┏━━

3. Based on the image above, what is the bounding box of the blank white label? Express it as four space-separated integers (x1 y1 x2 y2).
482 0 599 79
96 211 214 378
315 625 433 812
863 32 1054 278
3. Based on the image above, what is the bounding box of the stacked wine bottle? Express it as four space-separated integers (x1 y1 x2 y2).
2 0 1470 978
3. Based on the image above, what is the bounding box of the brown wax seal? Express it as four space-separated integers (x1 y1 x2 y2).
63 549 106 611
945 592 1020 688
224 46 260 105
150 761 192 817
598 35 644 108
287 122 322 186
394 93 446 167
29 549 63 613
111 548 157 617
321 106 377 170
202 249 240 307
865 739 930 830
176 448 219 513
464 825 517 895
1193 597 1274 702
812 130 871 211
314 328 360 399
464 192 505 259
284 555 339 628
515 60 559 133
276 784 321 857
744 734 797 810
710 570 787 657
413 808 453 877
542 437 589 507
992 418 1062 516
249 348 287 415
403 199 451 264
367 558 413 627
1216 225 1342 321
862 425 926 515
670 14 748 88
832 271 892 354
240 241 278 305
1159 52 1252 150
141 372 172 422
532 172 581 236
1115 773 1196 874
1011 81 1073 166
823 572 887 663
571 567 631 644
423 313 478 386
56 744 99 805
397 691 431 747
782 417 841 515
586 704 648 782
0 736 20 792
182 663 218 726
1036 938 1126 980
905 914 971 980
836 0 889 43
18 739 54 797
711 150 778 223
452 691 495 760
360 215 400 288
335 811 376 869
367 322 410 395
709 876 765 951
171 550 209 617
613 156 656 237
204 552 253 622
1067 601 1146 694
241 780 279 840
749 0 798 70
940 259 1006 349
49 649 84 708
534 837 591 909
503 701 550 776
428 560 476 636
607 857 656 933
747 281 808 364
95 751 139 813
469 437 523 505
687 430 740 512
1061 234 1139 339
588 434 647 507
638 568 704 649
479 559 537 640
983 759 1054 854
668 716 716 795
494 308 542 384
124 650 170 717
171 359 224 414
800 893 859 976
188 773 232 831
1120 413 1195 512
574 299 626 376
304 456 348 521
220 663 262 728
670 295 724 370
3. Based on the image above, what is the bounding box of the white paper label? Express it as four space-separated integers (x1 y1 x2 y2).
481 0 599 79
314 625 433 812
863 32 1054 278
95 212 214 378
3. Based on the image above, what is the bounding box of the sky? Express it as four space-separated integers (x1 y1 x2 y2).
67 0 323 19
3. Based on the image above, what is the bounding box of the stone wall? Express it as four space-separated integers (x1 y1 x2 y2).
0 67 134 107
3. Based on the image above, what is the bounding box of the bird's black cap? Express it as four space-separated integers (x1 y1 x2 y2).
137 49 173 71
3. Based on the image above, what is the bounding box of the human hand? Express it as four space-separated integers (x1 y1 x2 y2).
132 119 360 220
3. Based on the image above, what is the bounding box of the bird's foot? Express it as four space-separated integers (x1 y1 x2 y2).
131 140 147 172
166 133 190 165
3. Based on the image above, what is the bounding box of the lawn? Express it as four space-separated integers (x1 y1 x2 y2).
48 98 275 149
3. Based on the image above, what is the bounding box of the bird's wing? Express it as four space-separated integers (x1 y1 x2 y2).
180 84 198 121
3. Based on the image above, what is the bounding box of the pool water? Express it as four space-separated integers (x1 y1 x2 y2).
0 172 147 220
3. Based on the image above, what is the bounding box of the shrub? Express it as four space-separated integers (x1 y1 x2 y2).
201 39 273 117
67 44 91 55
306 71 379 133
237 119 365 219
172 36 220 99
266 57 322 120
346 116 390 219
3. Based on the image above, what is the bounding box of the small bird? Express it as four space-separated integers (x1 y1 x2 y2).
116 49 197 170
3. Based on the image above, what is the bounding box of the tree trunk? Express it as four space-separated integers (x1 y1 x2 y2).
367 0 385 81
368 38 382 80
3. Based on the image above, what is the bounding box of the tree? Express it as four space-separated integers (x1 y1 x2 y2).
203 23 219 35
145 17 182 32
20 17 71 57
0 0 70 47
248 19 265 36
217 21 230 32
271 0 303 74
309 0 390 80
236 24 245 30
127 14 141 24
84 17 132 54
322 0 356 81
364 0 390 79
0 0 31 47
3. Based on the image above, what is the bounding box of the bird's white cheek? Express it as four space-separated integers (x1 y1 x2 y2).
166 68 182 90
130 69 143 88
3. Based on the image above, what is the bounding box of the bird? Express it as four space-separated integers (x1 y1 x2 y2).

┗━━
┏━━

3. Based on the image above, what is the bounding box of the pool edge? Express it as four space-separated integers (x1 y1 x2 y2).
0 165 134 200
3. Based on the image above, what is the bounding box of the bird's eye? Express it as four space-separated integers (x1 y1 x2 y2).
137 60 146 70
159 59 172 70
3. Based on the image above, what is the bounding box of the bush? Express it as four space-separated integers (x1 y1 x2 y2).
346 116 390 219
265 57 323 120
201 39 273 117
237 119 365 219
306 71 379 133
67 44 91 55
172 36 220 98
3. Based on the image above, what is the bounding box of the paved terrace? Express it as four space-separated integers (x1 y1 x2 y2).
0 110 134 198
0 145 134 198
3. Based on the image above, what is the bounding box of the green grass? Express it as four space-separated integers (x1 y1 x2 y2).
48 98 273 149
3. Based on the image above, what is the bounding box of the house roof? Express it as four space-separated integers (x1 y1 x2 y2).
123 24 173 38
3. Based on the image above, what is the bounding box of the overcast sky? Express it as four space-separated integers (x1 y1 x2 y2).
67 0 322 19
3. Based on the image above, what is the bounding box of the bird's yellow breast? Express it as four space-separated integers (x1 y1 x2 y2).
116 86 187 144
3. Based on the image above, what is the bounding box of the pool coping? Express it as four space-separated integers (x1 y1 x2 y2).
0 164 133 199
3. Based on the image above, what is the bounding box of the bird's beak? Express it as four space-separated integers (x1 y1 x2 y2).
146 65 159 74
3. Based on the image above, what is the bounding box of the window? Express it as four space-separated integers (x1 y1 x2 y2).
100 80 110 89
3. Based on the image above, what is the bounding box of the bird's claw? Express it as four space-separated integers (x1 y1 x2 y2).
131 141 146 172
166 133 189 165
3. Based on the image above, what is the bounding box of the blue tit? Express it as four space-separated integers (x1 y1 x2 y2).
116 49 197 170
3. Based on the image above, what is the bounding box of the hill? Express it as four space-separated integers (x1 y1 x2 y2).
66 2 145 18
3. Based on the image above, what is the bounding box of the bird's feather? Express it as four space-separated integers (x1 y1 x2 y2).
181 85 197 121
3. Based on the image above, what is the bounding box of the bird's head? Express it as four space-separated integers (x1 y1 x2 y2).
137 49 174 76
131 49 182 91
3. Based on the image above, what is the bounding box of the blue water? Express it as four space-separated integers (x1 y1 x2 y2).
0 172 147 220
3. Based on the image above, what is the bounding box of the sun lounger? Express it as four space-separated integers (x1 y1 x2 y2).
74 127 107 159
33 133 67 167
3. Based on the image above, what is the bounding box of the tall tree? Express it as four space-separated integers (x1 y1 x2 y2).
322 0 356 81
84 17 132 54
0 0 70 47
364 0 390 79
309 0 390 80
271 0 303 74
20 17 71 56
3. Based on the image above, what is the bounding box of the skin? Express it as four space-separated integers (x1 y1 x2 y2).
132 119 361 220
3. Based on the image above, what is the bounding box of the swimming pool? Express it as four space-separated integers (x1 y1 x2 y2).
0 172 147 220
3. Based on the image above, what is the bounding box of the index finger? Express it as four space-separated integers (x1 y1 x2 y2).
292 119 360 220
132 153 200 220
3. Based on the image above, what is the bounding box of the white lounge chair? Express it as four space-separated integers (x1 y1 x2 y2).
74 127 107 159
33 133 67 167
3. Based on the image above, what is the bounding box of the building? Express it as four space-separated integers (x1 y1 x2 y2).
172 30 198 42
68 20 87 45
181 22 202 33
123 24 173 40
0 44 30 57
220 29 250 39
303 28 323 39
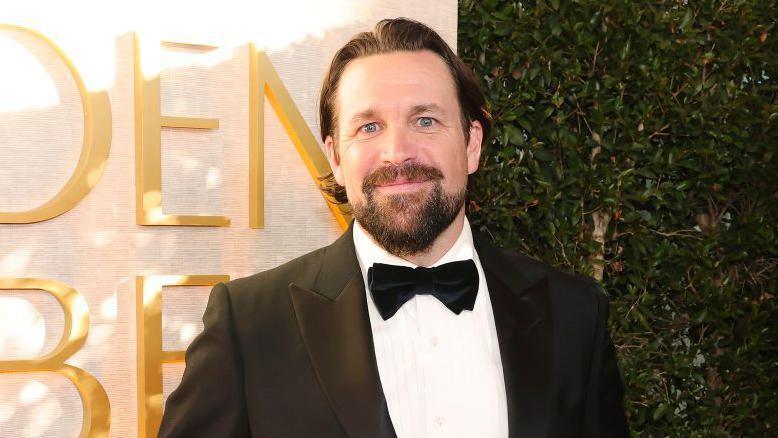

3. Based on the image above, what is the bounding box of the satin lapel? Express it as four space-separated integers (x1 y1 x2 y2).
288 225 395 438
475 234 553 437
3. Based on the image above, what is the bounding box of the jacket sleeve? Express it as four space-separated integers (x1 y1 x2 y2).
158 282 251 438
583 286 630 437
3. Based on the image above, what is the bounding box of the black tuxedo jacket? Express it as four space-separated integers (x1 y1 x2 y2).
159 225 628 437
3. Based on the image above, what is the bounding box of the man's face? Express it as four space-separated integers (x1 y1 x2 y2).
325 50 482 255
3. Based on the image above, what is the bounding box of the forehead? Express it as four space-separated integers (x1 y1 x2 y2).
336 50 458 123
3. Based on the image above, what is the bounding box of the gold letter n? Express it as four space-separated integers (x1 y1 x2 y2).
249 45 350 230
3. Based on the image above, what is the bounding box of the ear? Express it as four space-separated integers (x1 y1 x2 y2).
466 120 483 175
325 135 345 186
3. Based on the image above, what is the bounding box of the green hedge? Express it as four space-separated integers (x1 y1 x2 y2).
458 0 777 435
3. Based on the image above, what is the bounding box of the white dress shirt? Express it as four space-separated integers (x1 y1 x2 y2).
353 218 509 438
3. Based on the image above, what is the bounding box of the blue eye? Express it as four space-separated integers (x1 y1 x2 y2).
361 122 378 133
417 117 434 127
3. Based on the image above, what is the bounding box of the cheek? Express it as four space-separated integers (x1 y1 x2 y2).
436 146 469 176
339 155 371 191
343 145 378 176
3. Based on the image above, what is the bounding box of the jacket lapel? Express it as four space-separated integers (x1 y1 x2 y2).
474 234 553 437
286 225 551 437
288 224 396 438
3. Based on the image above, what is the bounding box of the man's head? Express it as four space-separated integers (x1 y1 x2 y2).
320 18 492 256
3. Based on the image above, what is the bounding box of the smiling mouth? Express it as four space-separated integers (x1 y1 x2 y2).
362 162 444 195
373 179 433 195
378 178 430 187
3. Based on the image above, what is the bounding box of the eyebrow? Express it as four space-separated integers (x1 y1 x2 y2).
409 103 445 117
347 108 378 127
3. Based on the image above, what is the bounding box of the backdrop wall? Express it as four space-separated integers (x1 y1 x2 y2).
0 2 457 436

┗━━

* _ASSIGNED TASK_:
All lines above from the one containing "the tree trunk?" to the one containing "of the bird?" must be repeated exactly, both lines included, and no others.

* _WRITTEN SOLUTION_:
3. Based on the image above, what is the bounding box of the tree trunk? Express it as four space-separated integers (x1 y1 x2 y2).
367 0 385 81
368 38 382 80
3. Based on the image above, what is the bounding box of the tree? Express it as four space-separated integers (x1 y1 x2 y2).
203 23 219 35
145 17 182 32
20 17 71 57
0 0 70 47
248 19 265 36
217 21 230 32
271 0 303 74
309 0 390 80
236 24 245 30
127 14 141 24
84 17 132 54
322 0 356 81
364 0 390 79
0 0 31 47
3. Based on the image above, what is the bounding box of the bird's white cheek? Express it as four space-separated integers (x1 y1 x2 y2).
166 68 182 90
130 69 143 88
3. Based on the image above, what is the bounding box of the bird? Express it as four space-separated integers (x1 y1 x2 y2).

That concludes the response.